For this exercise, retype all the data exactly and exclude every image.

[LISTED ENTRIES — start]

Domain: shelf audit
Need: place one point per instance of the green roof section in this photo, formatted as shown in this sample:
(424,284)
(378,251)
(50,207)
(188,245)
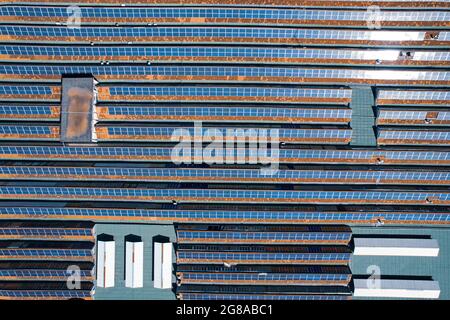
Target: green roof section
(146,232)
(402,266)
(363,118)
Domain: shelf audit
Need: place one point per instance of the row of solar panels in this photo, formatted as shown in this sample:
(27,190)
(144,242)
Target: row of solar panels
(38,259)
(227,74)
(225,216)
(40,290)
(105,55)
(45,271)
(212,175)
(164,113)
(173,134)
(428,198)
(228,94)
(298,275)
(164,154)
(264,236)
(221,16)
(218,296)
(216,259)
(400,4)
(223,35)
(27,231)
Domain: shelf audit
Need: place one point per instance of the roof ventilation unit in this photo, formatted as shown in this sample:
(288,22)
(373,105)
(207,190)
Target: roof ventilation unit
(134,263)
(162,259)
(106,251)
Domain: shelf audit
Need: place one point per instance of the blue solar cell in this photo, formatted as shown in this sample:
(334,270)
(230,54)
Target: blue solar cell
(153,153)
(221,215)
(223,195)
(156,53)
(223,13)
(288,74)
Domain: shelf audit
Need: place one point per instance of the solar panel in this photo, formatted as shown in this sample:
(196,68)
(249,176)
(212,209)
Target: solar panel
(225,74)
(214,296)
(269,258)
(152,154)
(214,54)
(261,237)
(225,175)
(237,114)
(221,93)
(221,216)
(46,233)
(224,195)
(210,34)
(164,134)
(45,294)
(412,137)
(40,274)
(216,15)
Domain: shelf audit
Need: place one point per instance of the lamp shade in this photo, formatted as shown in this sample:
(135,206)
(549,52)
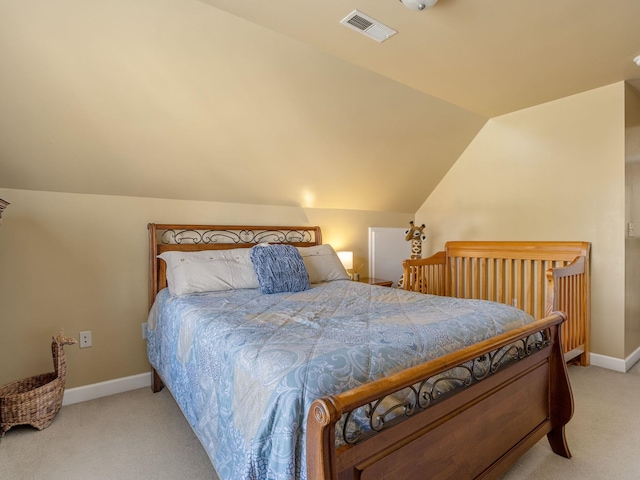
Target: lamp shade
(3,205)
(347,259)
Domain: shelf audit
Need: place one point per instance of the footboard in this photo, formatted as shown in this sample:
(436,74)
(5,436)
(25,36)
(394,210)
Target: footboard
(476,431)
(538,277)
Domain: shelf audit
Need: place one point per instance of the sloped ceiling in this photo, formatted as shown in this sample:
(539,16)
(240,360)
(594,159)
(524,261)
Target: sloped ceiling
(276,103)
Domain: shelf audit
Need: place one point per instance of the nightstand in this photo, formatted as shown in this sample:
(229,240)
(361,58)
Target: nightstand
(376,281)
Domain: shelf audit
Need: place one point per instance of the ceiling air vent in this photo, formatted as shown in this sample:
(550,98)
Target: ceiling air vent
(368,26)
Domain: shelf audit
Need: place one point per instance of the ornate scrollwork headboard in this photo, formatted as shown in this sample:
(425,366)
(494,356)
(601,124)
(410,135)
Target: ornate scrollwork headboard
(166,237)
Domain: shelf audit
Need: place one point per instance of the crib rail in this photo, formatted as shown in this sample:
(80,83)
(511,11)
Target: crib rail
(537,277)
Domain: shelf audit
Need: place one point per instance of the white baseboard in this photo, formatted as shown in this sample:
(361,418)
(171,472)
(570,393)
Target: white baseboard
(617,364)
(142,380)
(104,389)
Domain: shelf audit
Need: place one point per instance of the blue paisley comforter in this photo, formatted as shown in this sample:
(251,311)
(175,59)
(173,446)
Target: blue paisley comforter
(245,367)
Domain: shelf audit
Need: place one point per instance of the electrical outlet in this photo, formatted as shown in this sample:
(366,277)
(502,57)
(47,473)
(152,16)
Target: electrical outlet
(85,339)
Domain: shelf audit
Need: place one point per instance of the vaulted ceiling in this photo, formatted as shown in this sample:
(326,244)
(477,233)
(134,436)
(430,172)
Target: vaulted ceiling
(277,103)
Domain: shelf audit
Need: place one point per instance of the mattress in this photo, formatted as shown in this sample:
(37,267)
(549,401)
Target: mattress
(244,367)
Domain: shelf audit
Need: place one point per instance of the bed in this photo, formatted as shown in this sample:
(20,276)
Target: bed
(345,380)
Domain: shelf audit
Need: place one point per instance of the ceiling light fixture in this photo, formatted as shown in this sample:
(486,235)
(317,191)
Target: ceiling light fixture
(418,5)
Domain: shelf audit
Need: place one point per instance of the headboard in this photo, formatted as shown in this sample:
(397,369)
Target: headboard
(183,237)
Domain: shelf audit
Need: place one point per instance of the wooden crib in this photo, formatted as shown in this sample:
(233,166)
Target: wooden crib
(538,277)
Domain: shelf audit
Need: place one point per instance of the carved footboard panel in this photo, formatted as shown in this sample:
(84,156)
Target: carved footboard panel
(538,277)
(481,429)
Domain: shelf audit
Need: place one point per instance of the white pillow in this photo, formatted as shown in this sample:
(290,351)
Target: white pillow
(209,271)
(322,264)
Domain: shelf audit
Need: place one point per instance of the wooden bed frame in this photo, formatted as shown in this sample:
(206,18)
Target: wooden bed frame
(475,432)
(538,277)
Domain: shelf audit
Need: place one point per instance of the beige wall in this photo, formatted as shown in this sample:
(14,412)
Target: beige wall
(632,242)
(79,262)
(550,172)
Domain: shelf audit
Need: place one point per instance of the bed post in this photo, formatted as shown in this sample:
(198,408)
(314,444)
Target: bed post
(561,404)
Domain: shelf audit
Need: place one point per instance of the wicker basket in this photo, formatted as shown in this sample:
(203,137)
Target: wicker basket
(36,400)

[LISTED ENTRIES — finish]

→ **EXERCISE RESULT**
Domain: shelf audit
Need: place one point per instance of the green roof section in this photo, formatted as shown in this sample:
(424,284)
(378,251)
(50,207)
(188,245)
Target: green roof section
(146,232)
(402,266)
(363,118)
Domain: shelf audit
Need: place one point per instance of the row of solar panels in this photo, formatted as shown in this sample:
(27,190)
(144,242)
Target: row of solar panels
(38,259)
(227,74)
(225,216)
(40,290)
(105,55)
(45,271)
(212,175)
(164,113)
(173,134)
(428,198)
(228,94)
(298,275)
(164,154)
(264,236)
(221,16)
(218,296)
(216,259)
(400,4)
(223,35)
(27,231)
Domain: shelf audit
Need: place one point per instance of the roof ventilation unit in this photo, formatted as shown in this sample:
(288,22)
(373,105)
(207,190)
Target: roof ventilation unit
(134,263)
(162,259)
(106,251)
Domain: shelf audit
Need: place one point per instance of the blue solar cell in this photo, formatted as shown in this sample:
(334,270)
(230,54)
Target: blue solar cell
(153,153)
(221,215)
(223,195)
(156,53)
(223,13)
(288,74)
Domain: shelf audit
Need: place one point per instance of the solar panel in this photo, formatted as shown in this sample:
(196,68)
(249,176)
(212,209)
Target: solar panel
(225,74)
(214,296)
(269,258)
(152,154)
(214,54)
(261,237)
(225,175)
(237,114)
(221,93)
(221,216)
(46,233)
(224,195)
(210,34)
(164,134)
(45,294)
(412,137)
(40,274)
(216,15)
Domain: shelf audit
Need: place one point per instance of the lamp shade in this photo, formatted as shown in this sample:
(135,206)
(549,52)
Target: lamp shade
(3,205)
(347,259)
Domain: shelf audit
Need: place one point per instance of the footboard in this photo, formatted as shown in this sample:
(436,74)
(5,436)
(25,36)
(394,210)
Target: footboard
(476,431)
(538,277)
Domain: shelf audit
Need: place one point per instance of the sloped ceiling in this photo, formatted as shown in this sample:
(539,16)
(240,360)
(594,159)
(524,261)
Target: sloped ceiling
(276,103)
Domain: shelf audit
Need: place one point per instance of the nightstand in this photo, formatted as shown in this sample:
(229,240)
(361,58)
Target: nightstand
(376,281)
Domain: shelf audit
Need: place one point per instance of the ceiling air vent in this photo, formatted as shown in this sample:
(550,98)
Target: ceiling air vent
(368,26)
Domain: shelf audit
Need: place one point per instance of the ornate scrollwork headboard in this photo, formatted as shown in this sample:
(425,366)
(494,356)
(601,124)
(410,135)
Target: ornate scrollwork headboard
(166,237)
Domain: shelf audit
Need: place one point per instance of the crib rail in this photo, formatted as shown in this sample:
(80,83)
(511,11)
Target: crib rail
(537,277)
Domain: shelf audit
Need: place one point per instance of the white baseboard in this photo, formatted as shown in this sample:
(361,418)
(171,472)
(570,393)
Target: white baseboard
(617,364)
(142,380)
(104,389)
Domain: shelf audit
Need: place one point per instance of the blue paisley comforter in this photo, formatted as shown in this sample:
(251,311)
(175,59)
(173,446)
Target: blue paisley comforter
(245,367)
Domain: shelf audit
Need: place one point per instance of the electrical outlet in this photo, formatted as shown in this sample:
(366,277)
(502,57)
(47,473)
(152,16)
Target: electrical outlet
(85,339)
Domain: shelf audit
Need: place one point per instance of the vaulted ceiling in this photo, formatted as shown in this sample:
(326,244)
(477,233)
(134,436)
(430,172)
Target: vaulted ceiling
(277,103)
Domain: shelf audit
Need: place one point per instance of the mattress in this photo, formatted as shown in this sample:
(37,267)
(549,401)
Target: mattress
(244,367)
Domain: shelf audit
Need: place one point per instance of the bed in this photo, formatted as shown in this sample:
(20,276)
Target: bed
(345,380)
Domain: shelf audit
Need: place one point per instance of the ceiling light fixture in this photo, formatted as shown in this sample:
(486,235)
(317,191)
Target: ceiling light fixture
(418,5)
Domain: shelf audit
Need: place one point per instance of the headboard in this photo, formatted as shown in this sample:
(397,369)
Target: headboard
(183,237)
Domain: shelf audit
Need: place one point per instance of the wooden crib in this photo, formatted as shown in this sample:
(233,166)
Target: wooden crib
(538,277)
Domain: shelf audit
Need: place one point per instance of the carved footboard panel in this photo, formatted as shown in this sample:
(84,156)
Target: carved footboard panel
(538,277)
(481,429)
Domain: shelf audit
Need: place one point per instance of the white pillow in this photo, formatted as shown in this sample:
(290,351)
Target: white pillow
(209,271)
(322,264)
Domain: shelf audit
Need: place one point per instance of the wooden bed frame in this photo, formatted as shown in this sample:
(206,18)
Target: wooden bed frame
(475,432)
(538,277)
Domain: shelf audit
Need: place one point per instance of the beige wall in this photo, formatted as shown in this sample:
(14,412)
Target: beige wall
(632,242)
(79,262)
(550,172)
Domain: shelf audit
Need: place one point per instance of the bed post in this photo, formatted as shown in this sample:
(198,408)
(314,444)
Target: bed post
(561,404)
Domain: shelf audit
Need: place one point per instance of the wicker basket in this photo, formatted as shown in this sample:
(203,137)
Target: wicker basket
(36,400)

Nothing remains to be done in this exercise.